(Excerpted data begins)

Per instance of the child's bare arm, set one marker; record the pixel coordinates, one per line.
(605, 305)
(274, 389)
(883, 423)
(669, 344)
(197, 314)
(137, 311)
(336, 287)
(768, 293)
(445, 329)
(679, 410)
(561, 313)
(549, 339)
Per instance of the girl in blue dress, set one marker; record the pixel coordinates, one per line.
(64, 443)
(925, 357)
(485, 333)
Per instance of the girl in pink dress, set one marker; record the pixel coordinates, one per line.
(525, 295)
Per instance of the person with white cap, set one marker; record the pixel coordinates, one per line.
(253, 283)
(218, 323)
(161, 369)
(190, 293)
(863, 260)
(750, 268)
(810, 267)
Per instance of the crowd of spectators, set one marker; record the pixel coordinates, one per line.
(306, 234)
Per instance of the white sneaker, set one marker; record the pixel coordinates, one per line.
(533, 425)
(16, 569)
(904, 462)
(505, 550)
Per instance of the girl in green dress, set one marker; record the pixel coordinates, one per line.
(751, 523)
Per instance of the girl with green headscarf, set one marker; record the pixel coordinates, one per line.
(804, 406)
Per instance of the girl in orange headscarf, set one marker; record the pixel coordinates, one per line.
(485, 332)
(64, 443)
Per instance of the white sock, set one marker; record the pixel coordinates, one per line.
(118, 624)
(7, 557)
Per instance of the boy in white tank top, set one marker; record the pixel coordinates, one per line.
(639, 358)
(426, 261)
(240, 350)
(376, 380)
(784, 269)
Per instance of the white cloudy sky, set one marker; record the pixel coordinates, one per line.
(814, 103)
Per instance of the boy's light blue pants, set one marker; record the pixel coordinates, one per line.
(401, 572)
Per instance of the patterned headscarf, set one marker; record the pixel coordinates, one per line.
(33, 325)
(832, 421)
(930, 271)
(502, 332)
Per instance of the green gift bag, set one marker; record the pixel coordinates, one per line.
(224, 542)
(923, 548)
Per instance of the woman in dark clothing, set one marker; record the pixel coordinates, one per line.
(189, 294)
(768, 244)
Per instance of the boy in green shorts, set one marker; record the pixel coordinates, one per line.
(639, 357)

(Excerpted data ends)

- [Problem]
Retype exactly, and only, the lines from the line holding "Per instance of the woman" through the last line of the data; both of those lines count.

- [Your response]
Per instance of the woman in dark clothing, set one marker; record the pixel coordinates, one per line.
(189, 294)
(768, 244)
Per instance of the boy in green shorts, set one marker; record the pixel coordinates, one per line.
(639, 357)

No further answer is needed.